第135回「マンスリー形態マガジン」2022年7月号

『夏至南風(カーチーベー)に吹かれながら・・・』

 沖縄は、1972年(昭和47年)の本土復帰から歴史的節目の50年を迎え、新型コロナウィルスの感染拡大による制限の中で5月15日午後、これまでの沖縄のあゆみとこれからの発展を祈念して沖縄と東京の2会場で記念式典が開催されました。このような行事から小職含め沖縄に対する気持ちを新たにされた方も多くいらっしゃるかと思います。

  今回は、2020年2月下旬に訪れました「勝連城跡」(かつれんグスクあと)について紹介したいと思います。グスク(御城)とは、12世紀から15世紀のグスク時代に奄美群島から先島諸島にかけて多数存在した遺跡を示しています。これらは、本土の戦国時代に築かれた防衛拠点としたお城とは異なり、城塞としての役割と館や拝所などを持ち合わせた御嶽としての施設であったようです。グスクでは、野積みの石垣が用いられていますが、その構築技術は極めて高く、マチュピチュ遺跡の石造技術と比較されることもあるようです。

  勝連城跡は、沖縄本島南東部うるま市、中部勝連半島に位置するグスクで首里城、中城城跡、座喜味城跡、勝連城跡、今帰仁城跡などと「琉球王国のグスク及び関連遺産群」として2000年12月に世界遺産に登録されました。また、諸説がありますが12~13世紀頃、中部勝連半島の丘陵上に築かれ、自然の断崖を利用した“難攻不落の城”とされ、その城壁は自然の地形を巧みに利用して沖縄石灰岩の石垣をめぐらせた優雅な曲線を描き、女性的な美しさを感じさせます。グスクの最高部でもある一の曲輪(くるわ)からは、北は金武湾を囲む北部の山々、南は知念半島や中城城跡が一望できる沖縄有数の景勝地にもなっています。

  現在、勝連城跡では発掘調査が進められており、中国、朝鮮や東南アジアの陶磁器やローマ・オスマン帝国の貨幣などが出土されています。このように当時の勝連城では、さまざまな国との交易を行い、海上交易に拠点として栄華を極めていたことを知ることが出来ます。また、勝連城は最も古いグスクとされ、2017年4月、沖縄の「座喜味」とともに続日本100名城に登録されました。

━━━━━━━━━━━━━━━━━━━━

指示: 本文抜粋のうち、「勝連城跡は、沖縄本島南東部う」から「数の景勝地にもなっています。」までを一字一句変えずに書き出してください。 この後の行は、本文抜粋とは別の出典によるものです。

━━━━━━━━━━━━━━━━━━━━

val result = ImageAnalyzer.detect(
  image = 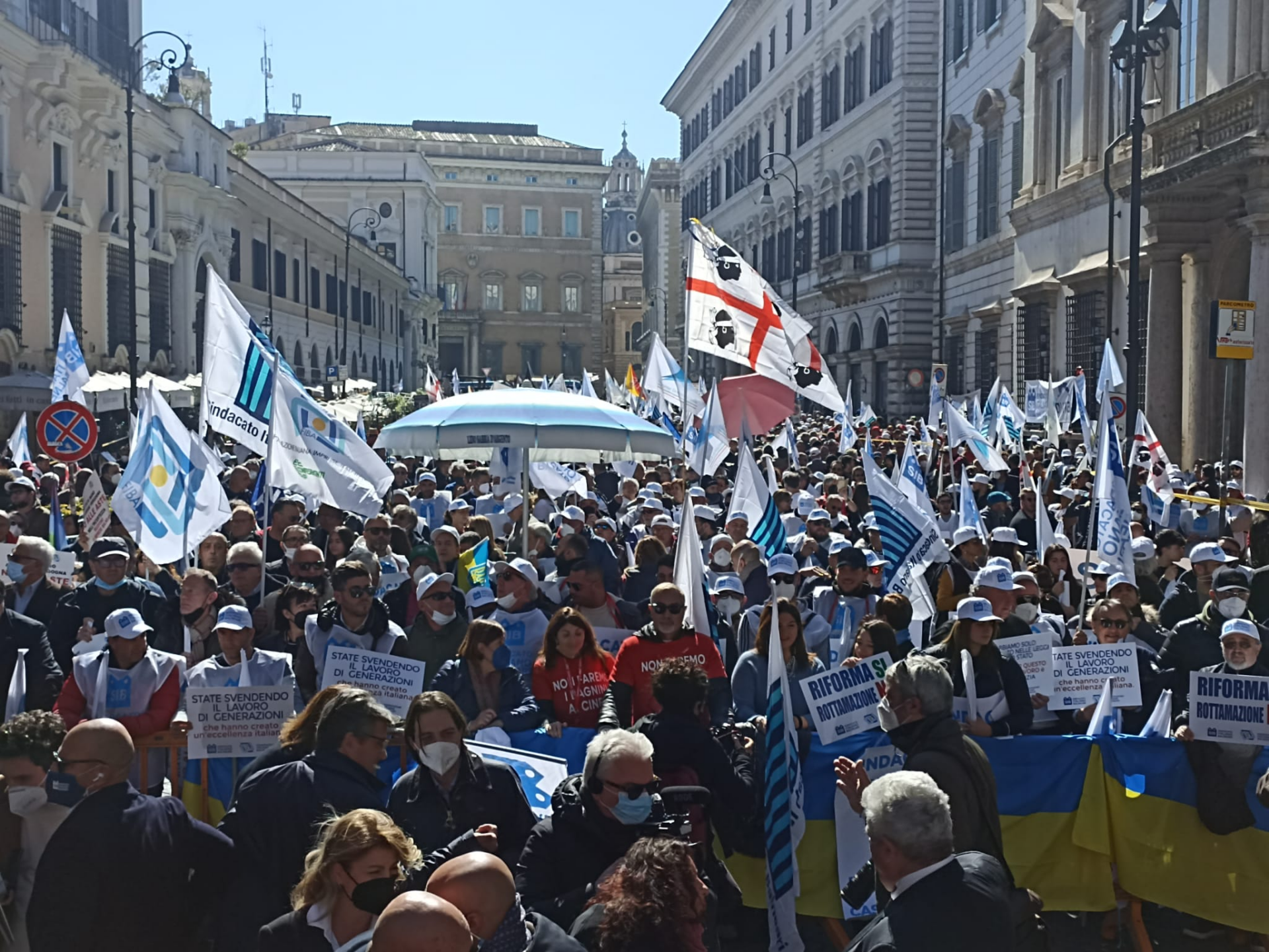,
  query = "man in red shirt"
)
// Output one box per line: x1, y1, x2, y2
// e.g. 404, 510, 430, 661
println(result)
599, 582, 731, 730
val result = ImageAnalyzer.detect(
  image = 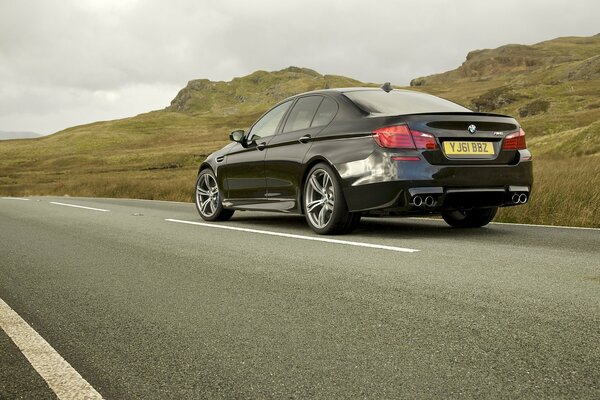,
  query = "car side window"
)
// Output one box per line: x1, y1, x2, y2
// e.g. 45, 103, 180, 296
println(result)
283, 96, 323, 133
310, 97, 338, 127
248, 100, 292, 142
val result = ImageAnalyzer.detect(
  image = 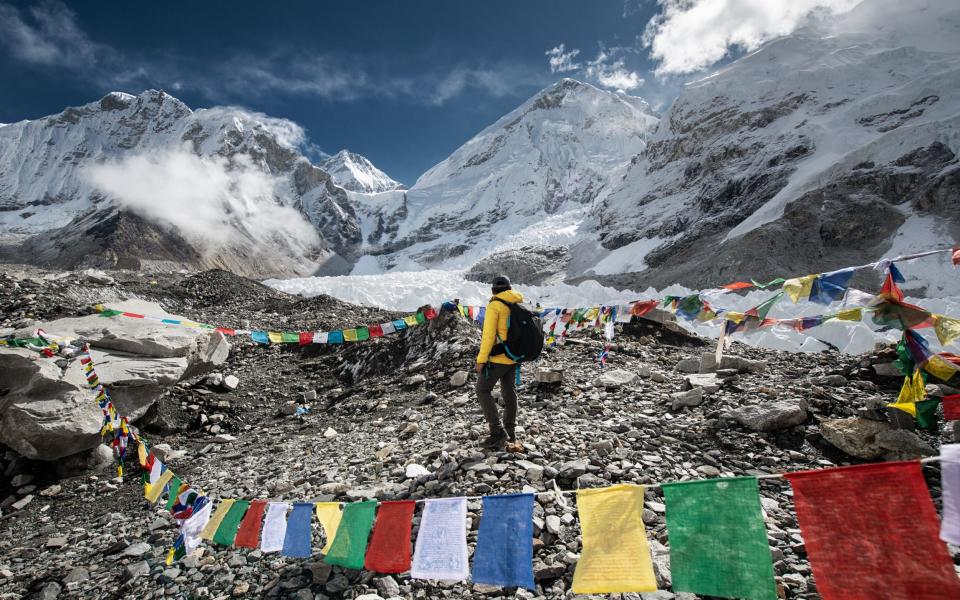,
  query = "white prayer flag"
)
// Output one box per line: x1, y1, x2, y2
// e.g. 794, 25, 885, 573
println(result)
410, 498, 470, 581
260, 502, 290, 552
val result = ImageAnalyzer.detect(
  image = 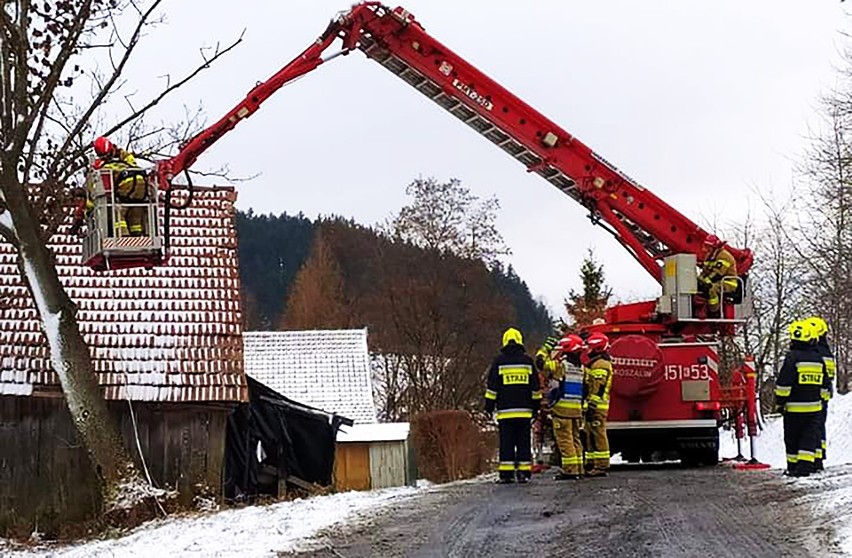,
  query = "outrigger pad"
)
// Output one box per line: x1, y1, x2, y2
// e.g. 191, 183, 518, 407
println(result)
734, 461, 770, 471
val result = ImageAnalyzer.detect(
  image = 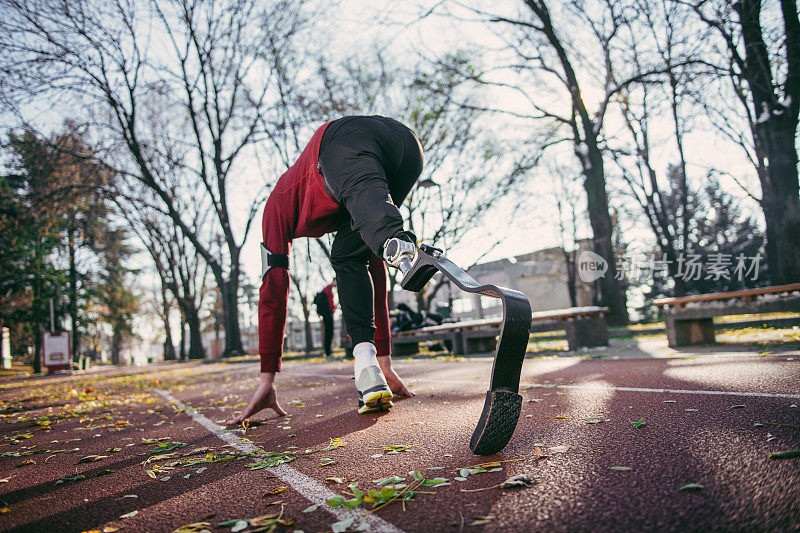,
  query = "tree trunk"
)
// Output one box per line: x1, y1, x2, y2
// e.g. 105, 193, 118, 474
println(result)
303, 304, 315, 355
69, 225, 80, 356
583, 149, 628, 325
761, 130, 800, 285
220, 274, 244, 357
33, 221, 43, 374
186, 310, 206, 359
161, 283, 176, 361
111, 329, 122, 365
180, 311, 187, 361
564, 250, 578, 307
734, 0, 800, 285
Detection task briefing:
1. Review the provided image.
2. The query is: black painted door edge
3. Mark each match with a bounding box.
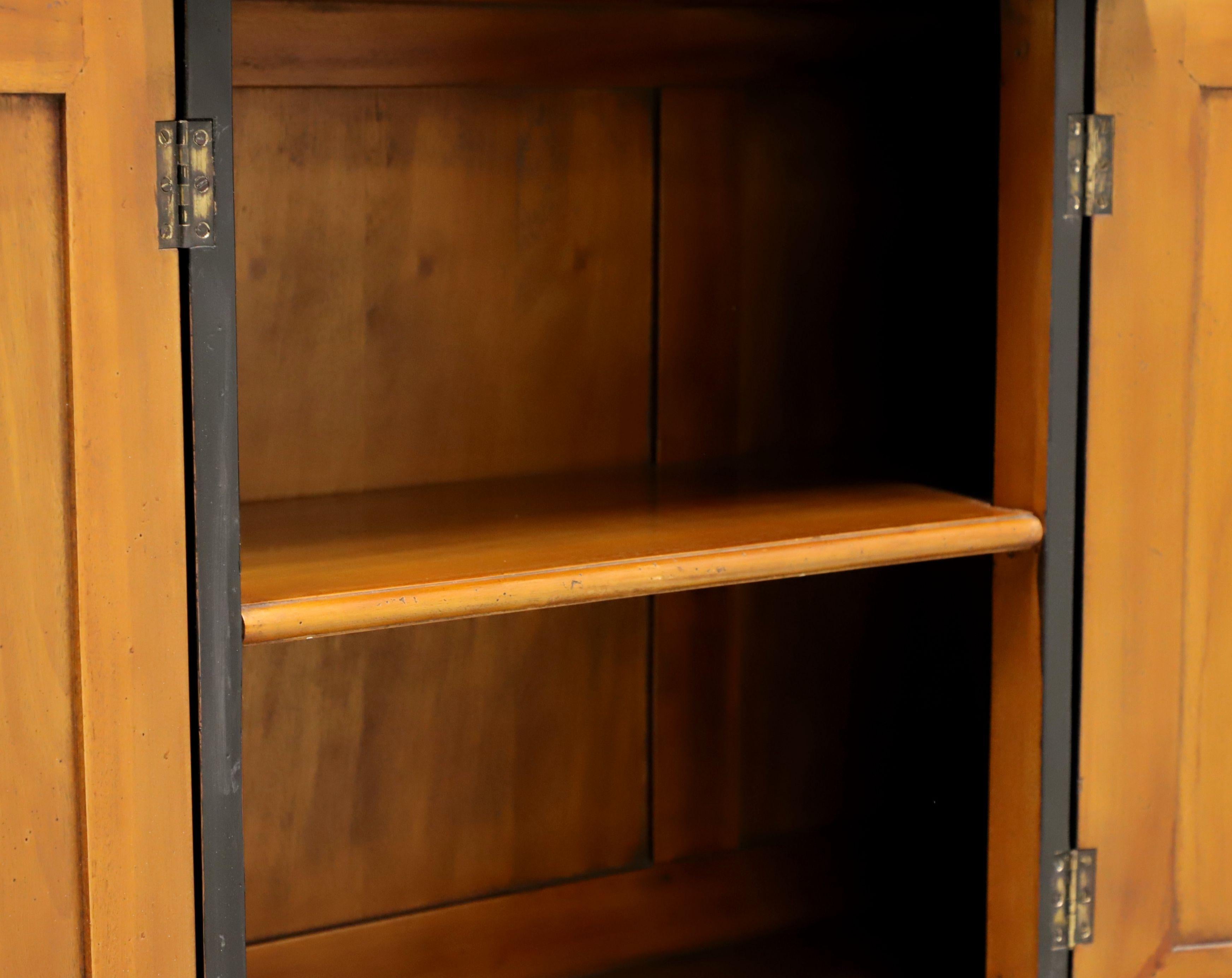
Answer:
[1038,0,1094,978]
[176,0,245,978]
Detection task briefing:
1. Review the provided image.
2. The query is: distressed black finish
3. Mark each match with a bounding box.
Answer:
[177,0,245,978]
[1038,0,1098,978]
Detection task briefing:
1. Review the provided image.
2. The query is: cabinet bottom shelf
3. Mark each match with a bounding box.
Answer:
[242,469,1043,643]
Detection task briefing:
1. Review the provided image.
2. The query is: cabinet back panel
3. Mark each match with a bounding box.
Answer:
[244,600,648,940]
[235,89,653,499]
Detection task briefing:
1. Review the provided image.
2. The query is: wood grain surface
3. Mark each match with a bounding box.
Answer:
[235,90,653,502]
[248,839,843,978]
[64,0,197,978]
[0,0,85,95]
[0,91,86,974]
[243,471,1042,642]
[985,0,1055,978]
[244,600,648,940]
[1074,0,1232,978]
[233,0,887,88]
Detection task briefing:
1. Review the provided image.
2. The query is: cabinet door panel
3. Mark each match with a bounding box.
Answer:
[0,0,196,978]
[0,95,84,974]
[1074,0,1232,978]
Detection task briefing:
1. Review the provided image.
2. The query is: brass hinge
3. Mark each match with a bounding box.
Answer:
[154,119,214,248]
[1051,849,1095,951]
[1066,116,1116,218]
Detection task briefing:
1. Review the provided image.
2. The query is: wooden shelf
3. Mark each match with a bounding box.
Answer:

━━━━━━━━━━━━━━━━━━━━

解答全文:
勝連城跡は、沖縄本島南東部うるま市、中部勝連半島に位置するグスクで首里城、中城城跡、座喜味城跡、勝連城跡、今帰仁城跡などと「琉球王国のグスク及び関連遺産群」として2000年12月に世界遺産に登録されました。また、諸説がありますが12~13世紀頃、中部勝連半島の丘陵上に築かれ、自然の断崖を利用した“難攻不落の城”とされ、その城壁は自然の地形を巧みに利用して沖縄石灰岩の石垣をめぐらせた優雅な曲線を描き、女性的な美しさを感じさせます。グスクの最高部でもある一の曲輪(くるわ)からは、北は金武湾を囲む北部の山々、南は知念半島や中城城跡が一望できる沖縄有数の景勝地にもなっています。